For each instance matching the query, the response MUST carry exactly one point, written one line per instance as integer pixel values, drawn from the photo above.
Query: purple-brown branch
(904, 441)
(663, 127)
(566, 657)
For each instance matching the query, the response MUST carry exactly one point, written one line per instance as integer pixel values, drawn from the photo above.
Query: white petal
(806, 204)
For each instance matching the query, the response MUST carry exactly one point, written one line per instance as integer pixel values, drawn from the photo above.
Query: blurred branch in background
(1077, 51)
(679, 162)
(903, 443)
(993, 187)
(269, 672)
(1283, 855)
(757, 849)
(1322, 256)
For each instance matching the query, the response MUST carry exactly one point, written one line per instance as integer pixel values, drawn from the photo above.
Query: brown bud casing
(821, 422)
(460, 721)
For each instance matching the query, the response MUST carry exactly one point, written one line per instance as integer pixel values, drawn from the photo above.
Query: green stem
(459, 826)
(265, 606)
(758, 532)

EXERCISE GOAL. Render every line of the material above as a Markdown table with two columns: Row, numbering the lines in order, and Line, holding each line's text. Leave out blank lines.

FINISHED EXERCISE.
| Row | Line |
|---|---|
| 1 | For each instance matching the query, the response MUST carry exactly one point, written one line per instance as integer pixel values, drawn from the photo above. |
| 2 | Query: purple-brown branch |
| 3 | (904, 441) |
| 4 | (663, 127) |
| 5 | (566, 657) |
| 6 | For each instance matching the query, the response MUST carry exactly one point, written one line per instance as integer pixel values, drawn from the photo above. |
| 7 | Query: white petal |
| 8 | (806, 204) |
| 9 | For each instance matching the query, the response MUST carry exactly one point, written one line per instance as integer pixel values, drawn from the photo above. |
| 10 | Query: blurred branch in background |
| 11 | (1077, 51) |
| 12 | (679, 162) |
| 13 | (903, 443) |
| 14 | (993, 187) |
| 15 | (269, 672) |
| 16 | (1283, 855) |
| 17 | (757, 849) |
| 18 | (1322, 256) |
| 19 | For each instance matching the query, the response MUST carry exactly one point, written one line per instance as integer pixel values, drawn from the photo above. |
| 20 | Query: brown bud casing |
| 21 | (821, 422) |
| 22 | (460, 721) |
| 23 | For each instance matching the query, the response MUST carry exactly one point, written one line per instance as integer pixel values, drawn from the photo above. |
| 24 | Query: green stem |
| 25 | (459, 826) |
| 26 | (265, 606) |
| 27 | (758, 532) |